Starting at the line that contains "contains black hair.", print every remaining line of the entries, unchanged, and output nothing more.

╭─ GIVEN INFORMATION

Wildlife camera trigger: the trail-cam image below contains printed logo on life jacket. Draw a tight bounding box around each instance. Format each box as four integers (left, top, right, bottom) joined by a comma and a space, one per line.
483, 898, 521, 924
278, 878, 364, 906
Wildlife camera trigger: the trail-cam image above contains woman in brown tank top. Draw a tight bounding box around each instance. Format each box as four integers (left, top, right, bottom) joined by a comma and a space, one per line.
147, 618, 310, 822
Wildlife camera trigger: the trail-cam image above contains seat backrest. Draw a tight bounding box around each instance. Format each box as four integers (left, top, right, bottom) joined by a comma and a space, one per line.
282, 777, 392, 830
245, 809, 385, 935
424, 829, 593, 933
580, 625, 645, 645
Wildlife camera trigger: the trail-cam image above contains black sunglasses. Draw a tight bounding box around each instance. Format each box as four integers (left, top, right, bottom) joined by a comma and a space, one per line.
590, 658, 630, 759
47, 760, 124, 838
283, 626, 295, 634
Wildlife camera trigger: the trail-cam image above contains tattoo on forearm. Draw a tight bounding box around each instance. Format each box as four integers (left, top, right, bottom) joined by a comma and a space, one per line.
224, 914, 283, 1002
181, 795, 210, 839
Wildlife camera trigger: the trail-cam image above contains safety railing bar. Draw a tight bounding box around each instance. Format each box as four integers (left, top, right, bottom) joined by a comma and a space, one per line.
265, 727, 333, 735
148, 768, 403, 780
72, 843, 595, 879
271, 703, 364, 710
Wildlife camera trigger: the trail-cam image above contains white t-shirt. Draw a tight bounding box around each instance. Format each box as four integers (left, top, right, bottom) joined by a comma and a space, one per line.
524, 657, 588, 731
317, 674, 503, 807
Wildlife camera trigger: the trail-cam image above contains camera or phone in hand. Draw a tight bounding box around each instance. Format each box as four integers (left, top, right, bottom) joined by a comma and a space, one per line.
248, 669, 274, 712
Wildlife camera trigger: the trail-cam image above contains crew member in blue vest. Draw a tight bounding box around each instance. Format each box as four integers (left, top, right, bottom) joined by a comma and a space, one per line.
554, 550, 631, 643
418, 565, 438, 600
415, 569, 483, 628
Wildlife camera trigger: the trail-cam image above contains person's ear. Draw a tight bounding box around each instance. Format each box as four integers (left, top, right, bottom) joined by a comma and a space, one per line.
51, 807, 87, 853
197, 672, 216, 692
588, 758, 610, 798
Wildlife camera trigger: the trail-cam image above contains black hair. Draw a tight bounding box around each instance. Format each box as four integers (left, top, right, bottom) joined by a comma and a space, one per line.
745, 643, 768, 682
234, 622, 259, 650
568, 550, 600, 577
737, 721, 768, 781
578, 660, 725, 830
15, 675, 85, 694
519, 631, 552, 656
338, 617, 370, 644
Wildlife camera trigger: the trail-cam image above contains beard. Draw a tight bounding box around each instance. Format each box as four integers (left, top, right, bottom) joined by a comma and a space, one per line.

╰─

## RESULT FOR THIS TASK
Wildlife camera trigger: the trail-cam image above contains black hair. Draw a tight bounding box around each instance. Format each box as four integers (left, top, right, bottom) joined by a comma and a space, one per line.
745, 643, 768, 682
234, 622, 259, 650
568, 550, 600, 577
737, 721, 768, 781
578, 660, 725, 830
15, 675, 85, 694
519, 631, 552, 656
338, 617, 370, 644
Wildlife camera trigger: the trail-cam image above contains beard. Draw a tight bounding box around each instance. Format each box as four integers (left, top, right, bottom) joined by a comma and a space, one per line.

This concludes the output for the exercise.